Coordinate annotation entries
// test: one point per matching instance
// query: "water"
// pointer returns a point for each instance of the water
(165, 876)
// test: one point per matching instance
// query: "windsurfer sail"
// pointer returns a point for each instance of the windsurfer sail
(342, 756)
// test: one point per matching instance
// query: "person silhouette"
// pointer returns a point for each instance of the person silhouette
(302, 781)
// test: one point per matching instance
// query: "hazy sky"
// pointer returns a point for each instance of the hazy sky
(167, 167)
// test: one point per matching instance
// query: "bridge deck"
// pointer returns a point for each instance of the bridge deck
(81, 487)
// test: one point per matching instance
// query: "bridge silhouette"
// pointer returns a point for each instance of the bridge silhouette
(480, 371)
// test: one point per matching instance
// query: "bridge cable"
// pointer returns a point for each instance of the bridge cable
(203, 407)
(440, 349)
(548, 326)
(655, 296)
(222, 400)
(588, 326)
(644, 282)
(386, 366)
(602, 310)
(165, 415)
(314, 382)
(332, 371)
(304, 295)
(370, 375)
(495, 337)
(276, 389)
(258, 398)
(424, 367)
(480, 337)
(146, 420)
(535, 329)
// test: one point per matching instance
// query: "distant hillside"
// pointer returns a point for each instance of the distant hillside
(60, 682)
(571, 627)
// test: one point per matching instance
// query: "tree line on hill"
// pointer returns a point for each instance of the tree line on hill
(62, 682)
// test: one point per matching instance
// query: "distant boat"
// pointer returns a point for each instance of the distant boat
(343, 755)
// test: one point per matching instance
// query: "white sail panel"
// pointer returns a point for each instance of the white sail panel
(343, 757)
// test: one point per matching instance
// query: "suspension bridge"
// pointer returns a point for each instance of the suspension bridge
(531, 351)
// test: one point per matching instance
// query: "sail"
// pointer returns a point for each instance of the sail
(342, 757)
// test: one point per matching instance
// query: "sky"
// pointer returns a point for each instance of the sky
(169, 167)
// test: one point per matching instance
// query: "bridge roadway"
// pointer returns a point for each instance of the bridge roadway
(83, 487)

TASK OBJECTIVE: Each record above should be output again exactly.

RESULT BELOW:
// test: one point per matching instance
// query: "water"
// pointer returns a point for each instance of the water
(165, 876)
// test: one point per matching instance
// query: "windsurfer sail"
// pointer returns a point for each instance of the windsurfer sail
(342, 756)
// test: one point per matching instance
// query: "person silhouette"
// pointer returns a point for each instance of the person silhouette
(302, 781)
// test: one point per matching instance
// query: "hazy sky"
// pointer returns a point for each instance of the hazy sky
(167, 167)
// test: one point per matching instance
// query: "bridge deck"
// pointer returns a point for each instance of the bridge deck
(81, 487)
// test: one point per matching instance
// query: "bridge silhouette"
// pointer returns a point for each instance of the bridge silhouette
(480, 371)
// test: one point per matching instance
// query: "bridge cable"
// pointer returns a point for each instance of the bridge cable
(203, 407)
(440, 349)
(548, 326)
(655, 296)
(222, 400)
(588, 326)
(644, 282)
(386, 366)
(602, 310)
(165, 415)
(314, 382)
(332, 371)
(304, 295)
(370, 375)
(495, 337)
(276, 389)
(258, 398)
(424, 367)
(480, 337)
(146, 420)
(535, 329)
// test: one point per matching instance
// query: "distant hillside"
// pointer returns a point for each instance of the distant hillside
(60, 682)
(571, 627)
// test: one point per matching instance
// query: "tree line on hill"
// pointer returns a point for each instance of the tree line on hill
(62, 682)
// test: one point per matching instance
// query: "distant boat"
// pointer returns a point for each instance of the distant boat
(343, 755)
// test: one point per matching instance
// query: "white sail panel"
// pointer returns a point for each instance of the white sail panel
(343, 757)
// test: one point per matching instance
// query: "suspension bridge"
// pointer returns a point for each instance of the suspension bridge
(531, 351)
// test: one point per matching instance
// query: "sail"
// pointer returns a point for each instance of the sail
(342, 757)
// test: one point per matching instance
// query: "sky"
// pointer returns a point for each instance of the sky
(169, 167)
// test: one point per matching instance
// query: "bridge roadway"
// pointer returns a point for each instance of the bridge roadway
(83, 487)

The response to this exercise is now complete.